It’s an unequivocal fact that the better your general and product copy, the more likely you are going to be to get a customer to buy. How this isn’t obvious to some retailers completely stuns me. But it isn’t.
It seems to be a tough message to get out there that there are no short cuts to be had in this or pretty well any other area of your site if what you’re trying to do is sell product with any success. I review websites constantly, and try (and sometimes fail) to come across as being polite when I find typos, bad grammar, limited information and what basically boils down to lazy copy. Sorry if you’re trying to sell hundreds of different products, but you need to establish a consistent, friendly, informative and accurate format and stick to it with every single item.
Some retailers try and write too much, which can also have the adverse effect of sending a prospective customer scurrying away to another retailer, drowning in an overflow of words.
Once a customer has been tempted by firstly your home page and secondly by easily navigating through to a product they’re interested in, usually via a pic, and hopefully with a zoom facility (and don’t get me on that subject) they will want some more info.
This is what they expect, and what it most likely to tempt them to buy:
1) Friendly, brief and informative descriptive text
2) Sizing information (or dimensions, depending on the product)
3) Fabric information (or ingredients, construction, fabrication etc)
4) Any relevant further detail.

--- Recorded information ---
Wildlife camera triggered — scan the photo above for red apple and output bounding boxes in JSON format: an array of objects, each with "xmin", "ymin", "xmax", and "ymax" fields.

--- Parts of the exercise ---
1. In the article on product copy, what can happen when retailers write too much?
2. Pick up the article on product copy after its final line and write the next part.
The listing has no connection to the article on product copy.

--- Answers given ---
1. It can send a prospective customer scurrying away to another retailer, drowning in an overflow of words.

2.
5) Knowledge that they can speak to someone if they need to ask for help
Inevitably one of the best examples of ‘how to get all of this right’ and a role model for selling pretty well anything online is www.netaporter.com. Here you have some inviting ‘Editor’s Notes’ to draw you in. The you can click through to the ‘Details’ where all the fabric information resides plus things like ‘exaggerated shoulders’ and ‘concealed zip fastening’. Then you can click to ‘Size and Fit’ and all three mini pages have the invitation to email their style advisors plus the product code.
Now you may well say to me that Netaporter have spent a fortune on their site, which they undoubtedly have, but that’s not the point. The point is, that through trial and error (probably) they have established a formula which works, and which you should analyse and follow in as much as you can, whether on a single product page or more.
Yesterday I writing about ‘Summer Pearls’ for GlamourSleuth (to be published on Wednesday along with a special offer at thesiteguide.com). I came across some of the worst designed websites I have seen for a long time - dreadful pictures - hopeless copy - totally out of date design. Why the people running these websites think they will work totally beats me. Come to me please………I can really, really help you, I promise………….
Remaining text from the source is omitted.